TEKS ▸

------------------------------

Dalam kerangka globalisasi perlu adanya pengaturan yang dapat
menstimulasi para hakim untuk memperhatikan sumber-sumber
hukum internasional baik berupa “konvensi internasional” yang sudah
diratifiksai, “hukum kebiasaan internasional” (international customary
law), “asas-asas hukum umum yang sudah diterima oleh bangsabangsa
beradab”, “instrumen-instrumen HAM”, dan lain sebagainya,
termasuk “Perda” untuk mengantisipasi berlakunya “otonomi
daerah” (UU No. 22 dan 25 Th. 1999).
Hal penting yang lain, perlu diadakan sosialisasi bahwa tidaklah
mungkin prinsip-prinsip “UN Basic Principles on the Independence of the
Judiciary” tanpa adanya ketaatan para pengacara terhadap “UN Basic
Princples on the Role of Lawyers”. Bahkan saat ini PBB sedang merancang
adanya sebuah deklarasi tentang “Independence of Justice” Sosialisasi
ini juga sebenarnya perlu dilakukan kepada lembaga-lembaga lain yang
311
secara potensial dapat “mempengaruhi” kebebasan peradilan, seperti
lembaga eksekutif, legislatif, pers, NGO’s, dan sebagainya. Kemudian,
pengaturan yang memungkinkan adanya “spesialisasi hakim” untuk
mengantisipasi penanganan kasus-kasus hukum yang semakin
kompleks, khususnya di bidang komersial dan ekonomi yang
berkembang demikian cepat, juga perlu mendapatkan pertimbangan.

------------------------------

DAFTAR DATA ▸
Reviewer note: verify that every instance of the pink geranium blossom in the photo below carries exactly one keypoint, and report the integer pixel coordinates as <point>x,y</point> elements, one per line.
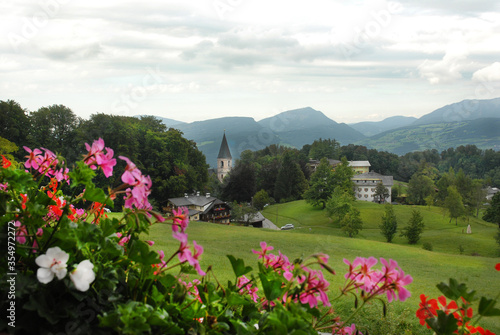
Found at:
<point>34,158</point>
<point>21,232</point>
<point>97,158</point>
<point>181,219</point>
<point>137,196</point>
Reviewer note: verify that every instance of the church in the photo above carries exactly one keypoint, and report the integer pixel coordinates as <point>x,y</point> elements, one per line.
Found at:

------------------------------

DAFTAR TUGAS ▸
1) Menurut teks tentang kebebasan peradilan, deklarasi apa yang saat ini sedang dirancang oleh PBB?
2) Temukan setiap baris dalam daftar yang memuat kata "Reviewer", lalu salin baris-baris itu.

KUMPULAN JAWABAN ▸
1) PBB sedang merancang sebuah deklarasi tentang "Independence of Justice".

2)
Reviewer note: verify that every instance of the pink geranium blossom in the photo below carries exactly one keypoint, and report the integer pixel coordinates as <point>x,y</point> elements, one per line.
Reviewer note: verify that every instance of the church in the photo above carries exactly one keypoint, and report the integer pixel coordinates as <point>x,y</point> elements, one per line.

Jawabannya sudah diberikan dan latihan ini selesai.